----- 読解文

図2図1の予約受付システムの構成を示すブロック図。
図3図1の予約受付システムによって生成される仮想空間の一例を示す模式図。
図4図1の予約受付システムの使用を開始した際に、ユーザが視認する仮想空間の状態を示す模式図。
図5図1の予約受付システムで予約希望時刻を入力した際に、ユーザが視認する仮想空間の状態を示す模式図。
図6図1の予約受付システムが、ユーザに仮想空間を体感させる際に実行する処理を示すフローチャート。
図7図1の予約受付システムが、予約を受け付ける際に実行する処理を示すフローチャート。
【発明を実施するための形態】
【0021】
以下、図面を参照して、実施形態に係る予約受付システムS、及びその予約受付システムSが実行する処理(予約受付方法)について説明する。について説明する。
【0022】
なお、本実施形態における予約受付システムSは、現実空間RSのある領域に存在するユーザUに対し、その現実空間RSの異なる領域に対応する仮想空間VSの環境(例えば、画像、音など)を認識させるとともに、そのユーザUに対応するアバターAを仮想空間VSでユーザUに対応するように動作させることによって、自らがその仮想空間VSに存在すると認識させるものである(図3など参照)。

----------

▶ [目標] 予約受付システムについての読解文を、最後の文のあとから続けて書いてもらえますか？ 記録はこの作業には一切関わりません。

----- 表示情報

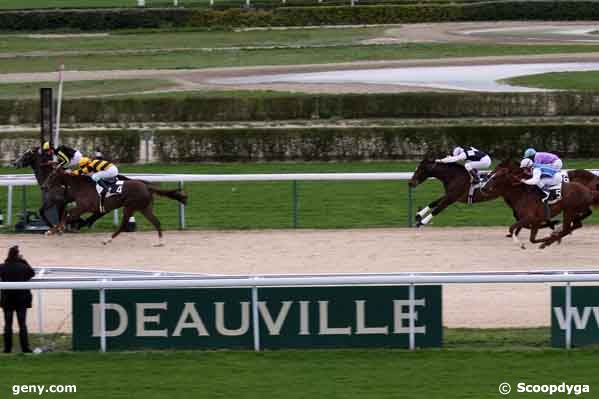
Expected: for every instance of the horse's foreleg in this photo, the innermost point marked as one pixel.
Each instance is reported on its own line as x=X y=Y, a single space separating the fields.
x=422 y=214
x=42 y=213
x=515 y=230
x=442 y=203
x=127 y=213
x=89 y=222
x=149 y=214
x=567 y=228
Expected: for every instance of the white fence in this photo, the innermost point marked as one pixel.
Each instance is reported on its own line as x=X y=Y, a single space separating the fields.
x=11 y=181
x=106 y=281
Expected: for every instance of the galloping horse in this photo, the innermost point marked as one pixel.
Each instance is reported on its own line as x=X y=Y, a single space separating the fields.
x=576 y=202
x=456 y=181
x=42 y=166
x=132 y=195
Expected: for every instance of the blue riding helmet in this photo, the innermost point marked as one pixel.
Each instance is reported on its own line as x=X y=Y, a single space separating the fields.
x=530 y=152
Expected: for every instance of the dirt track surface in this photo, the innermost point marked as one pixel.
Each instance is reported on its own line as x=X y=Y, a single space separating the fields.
x=513 y=32
x=327 y=251
x=480 y=32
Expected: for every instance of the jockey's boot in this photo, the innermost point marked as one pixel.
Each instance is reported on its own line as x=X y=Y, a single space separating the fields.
x=474 y=174
x=105 y=187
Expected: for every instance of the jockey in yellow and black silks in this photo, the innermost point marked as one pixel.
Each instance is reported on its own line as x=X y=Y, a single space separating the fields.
x=99 y=170
x=67 y=157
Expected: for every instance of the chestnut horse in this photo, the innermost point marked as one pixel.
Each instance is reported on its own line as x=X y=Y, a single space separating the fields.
x=135 y=195
x=525 y=200
x=456 y=182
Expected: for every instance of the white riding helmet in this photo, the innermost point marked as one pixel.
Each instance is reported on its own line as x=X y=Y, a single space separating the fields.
x=526 y=163
x=457 y=151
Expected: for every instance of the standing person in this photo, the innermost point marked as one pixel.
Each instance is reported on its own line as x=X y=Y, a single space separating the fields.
x=15 y=268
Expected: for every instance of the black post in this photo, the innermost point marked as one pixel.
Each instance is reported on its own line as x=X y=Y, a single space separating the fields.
x=46 y=115
x=46 y=134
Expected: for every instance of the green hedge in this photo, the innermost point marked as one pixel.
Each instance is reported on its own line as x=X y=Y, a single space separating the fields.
x=131 y=18
x=321 y=144
x=369 y=143
x=347 y=106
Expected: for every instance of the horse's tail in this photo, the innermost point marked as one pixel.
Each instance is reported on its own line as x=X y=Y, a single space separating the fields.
x=178 y=195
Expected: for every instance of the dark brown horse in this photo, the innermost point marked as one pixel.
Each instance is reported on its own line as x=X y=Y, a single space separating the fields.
x=135 y=195
x=456 y=181
x=525 y=201
x=42 y=166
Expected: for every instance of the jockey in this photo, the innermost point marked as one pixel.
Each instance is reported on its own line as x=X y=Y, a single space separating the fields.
x=475 y=160
x=543 y=176
x=68 y=158
x=98 y=170
x=544 y=158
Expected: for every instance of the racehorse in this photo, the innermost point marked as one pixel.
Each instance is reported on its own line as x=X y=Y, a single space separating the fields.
x=456 y=181
x=132 y=195
x=576 y=202
x=42 y=166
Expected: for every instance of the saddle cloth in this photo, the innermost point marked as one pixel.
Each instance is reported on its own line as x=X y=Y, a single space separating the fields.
x=555 y=191
x=115 y=187
x=482 y=177
x=555 y=194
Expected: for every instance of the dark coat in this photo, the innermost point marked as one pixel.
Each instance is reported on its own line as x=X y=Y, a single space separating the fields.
x=17 y=270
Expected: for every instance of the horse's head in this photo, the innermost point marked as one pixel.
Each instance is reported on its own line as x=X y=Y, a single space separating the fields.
x=28 y=158
x=422 y=172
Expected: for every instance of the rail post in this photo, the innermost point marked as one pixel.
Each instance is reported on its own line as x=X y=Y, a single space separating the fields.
x=255 y=318
x=568 y=314
x=40 y=313
x=181 y=211
x=295 y=205
x=103 y=319
x=412 y=311
x=9 y=206
x=24 y=201
x=410 y=206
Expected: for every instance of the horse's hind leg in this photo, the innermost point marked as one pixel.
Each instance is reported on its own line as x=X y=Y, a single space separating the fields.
x=422 y=214
x=515 y=230
x=149 y=214
x=127 y=213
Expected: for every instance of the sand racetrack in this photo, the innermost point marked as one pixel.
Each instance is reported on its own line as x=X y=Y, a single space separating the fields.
x=325 y=251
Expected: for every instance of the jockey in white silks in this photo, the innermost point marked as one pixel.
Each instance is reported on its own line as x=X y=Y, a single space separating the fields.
x=475 y=160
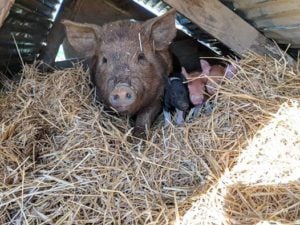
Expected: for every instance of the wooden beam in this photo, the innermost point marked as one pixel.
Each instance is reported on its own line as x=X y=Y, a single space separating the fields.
x=219 y=21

----------

▶ [回答]
【0023】
すなわち、本実施形態における予約受付システムSは、いわゆる没入型の仮想空間体感システムとして構成されている。しかし、本発明の予約受付システムは、このような構成に限定されるものではなく、仮想空間を介して、その仮想空間のモデルとなった現実空間の所定の領域に設定された予約可能領域の予約を受け付けることができるものであればよい。
【0024】
そのため、例えば、本発明の予約受付システムは、ユーザが利用するパソコン、タブレットといった端末を介して、仮想空間にアクセスし、予約を受け付けるように構成されていてもよい。その場合、上記実施形態において、没入型の仮想空間体感システムを構成するためにのみ用いられる機器、処理部等については、適宜省略、変更等を行ってもよい。
【0025】
また、本実施形態においては、仮想空間のモデルとなった現実空間の所定の領域がレストランであり、予約を受け付ける予約可能領域が、レストランの座席である場合について説明している。しかし、本発明の予約受付システムは、このような構成に限定されるものではない。
【0026】
ここで、本発明における「所定の領域」とは、例えば、乗り物、店舗などであり、その所定の領域に設定された「予約可能領域」とは、例えば、乗り物、店舗などの座席などである。そのため、本発明の予約受付システムは、レストラン以外の店舗の座席の他、電車、船舶などの座席、ホテルなどの部屋、イベント会場の入場可能スペースなどの予約を受け付けるものであってもよい。
【0027】
[予約受付システムの概略構成]
まず、図1及び図2を参照して、予約受付システムSの概略構成について説明する。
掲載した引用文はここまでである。